Records from a dataset:
☆ ☆ ☆ ☆
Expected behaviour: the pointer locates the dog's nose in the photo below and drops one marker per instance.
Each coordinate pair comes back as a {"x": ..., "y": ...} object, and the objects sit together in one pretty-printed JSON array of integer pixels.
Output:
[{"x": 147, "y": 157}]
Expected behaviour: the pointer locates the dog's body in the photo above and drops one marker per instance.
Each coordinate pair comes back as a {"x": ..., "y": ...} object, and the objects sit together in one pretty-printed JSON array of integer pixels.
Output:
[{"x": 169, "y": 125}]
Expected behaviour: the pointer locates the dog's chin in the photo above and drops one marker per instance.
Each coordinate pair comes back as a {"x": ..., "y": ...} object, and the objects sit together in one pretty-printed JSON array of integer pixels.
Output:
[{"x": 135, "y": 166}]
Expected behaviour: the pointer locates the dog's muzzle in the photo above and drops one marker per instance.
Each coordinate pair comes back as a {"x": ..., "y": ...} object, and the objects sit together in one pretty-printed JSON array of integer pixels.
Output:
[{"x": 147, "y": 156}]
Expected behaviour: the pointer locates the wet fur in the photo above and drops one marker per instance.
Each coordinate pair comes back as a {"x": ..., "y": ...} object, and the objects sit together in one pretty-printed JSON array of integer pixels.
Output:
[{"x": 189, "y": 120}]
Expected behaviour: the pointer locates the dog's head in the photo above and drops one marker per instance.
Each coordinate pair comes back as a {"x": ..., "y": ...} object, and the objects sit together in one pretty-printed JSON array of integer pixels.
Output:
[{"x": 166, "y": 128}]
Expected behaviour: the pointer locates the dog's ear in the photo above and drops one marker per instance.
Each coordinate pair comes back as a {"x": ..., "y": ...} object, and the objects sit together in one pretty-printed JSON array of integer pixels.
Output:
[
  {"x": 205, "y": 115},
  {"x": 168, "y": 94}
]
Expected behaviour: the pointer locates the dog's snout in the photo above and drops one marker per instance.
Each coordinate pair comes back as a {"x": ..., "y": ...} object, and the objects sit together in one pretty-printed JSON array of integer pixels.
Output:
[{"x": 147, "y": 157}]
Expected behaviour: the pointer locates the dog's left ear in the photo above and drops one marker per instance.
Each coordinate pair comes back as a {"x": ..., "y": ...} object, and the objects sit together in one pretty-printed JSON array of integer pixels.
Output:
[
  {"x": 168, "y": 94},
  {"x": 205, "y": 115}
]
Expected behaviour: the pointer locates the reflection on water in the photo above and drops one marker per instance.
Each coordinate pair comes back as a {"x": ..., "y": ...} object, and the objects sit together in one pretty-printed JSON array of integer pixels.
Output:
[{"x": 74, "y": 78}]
☆ ☆ ☆ ☆
## ASSIGNMENT
Copy the records exactly.

## FINAL ANSWER
Expected behaviour: the pointer locates the dog's nose in the photo below and drops one marker per instance.
Each coordinate pair comes back as a {"x": ..., "y": ...} object, and the objects sit together in one pretty-printed JSON array of integer pixels.
Output:
[{"x": 147, "y": 157}]
Expected behaviour: the pointer locates the dog's body in the photo above and drops one marker per instance.
Each coordinate pair comes back as a {"x": ..., "y": ...} object, and the objects sit together in one pretty-printed JSON array of integer pixels.
Output:
[{"x": 169, "y": 125}]
Expected behaviour: the pointer locates the dog's chin in the photo above and drops one marker per instance.
Each coordinate pair comes back as a {"x": ..., "y": ...} object, and the objects sit together in one pretty-printed JSON array of integer pixels.
Output:
[{"x": 135, "y": 166}]
Expected behaviour: the pointer locates the dog's muzzle in the photo above and drops one marker per instance.
Each coordinate pair comes back as a {"x": ..., "y": ...} object, and the objects sit together in one pretty-printed JSON array of integer pixels.
Output:
[{"x": 147, "y": 156}]
Expected behaviour: the pointer locates the wet fur in the photo above and drops one marker per instance.
Each coordinate pair comes back as a {"x": ..., "y": ...} object, and the objects sit together in one pretty-printed JSON array of integer pixels.
Output:
[{"x": 189, "y": 120}]
Expected behaviour: the pointer locates the dog's head in the photo above and drops one marker per instance.
Each coordinate pair comes back as a {"x": ..., "y": ...} object, and the objects sit together in one pretty-printed JSON array of integer pixels.
Output:
[{"x": 166, "y": 128}]
Expected behaviour: the pointer locates the dog's ear in the photo above and drops one marker per instance.
Each coordinate pair comes back as a {"x": ..., "y": ...} object, and the objects sit together in one pretty-printed JSON array of integer pixels.
Output:
[
  {"x": 205, "y": 115},
  {"x": 168, "y": 94}
]
Expected behaviour: the pointer locates the dog's snout in the photo above and drops one marker per instance.
Each coordinate pair comes back as a {"x": ..., "y": ...} object, and the objects sit together in one pretty-printed JSON array of integer pixels.
Output:
[{"x": 147, "y": 157}]
Expected behaviour: the pointer locates the dog's left ear in the photo above and drops one marker per instance.
Each coordinate pair comes back as a {"x": ..., "y": ...} object, and the objects sit together in one pretty-printed JSON array of integer pixels.
Output:
[
  {"x": 168, "y": 94},
  {"x": 205, "y": 115}
]
Expected behaviour: the pointer locates the reflection on water in the photo above and drops one marker per instance.
Each coordinate pair comes back as a {"x": ..., "y": ...} object, and the objects sit together in one pretty-printed JSON array of integer pixels.
Output:
[{"x": 74, "y": 78}]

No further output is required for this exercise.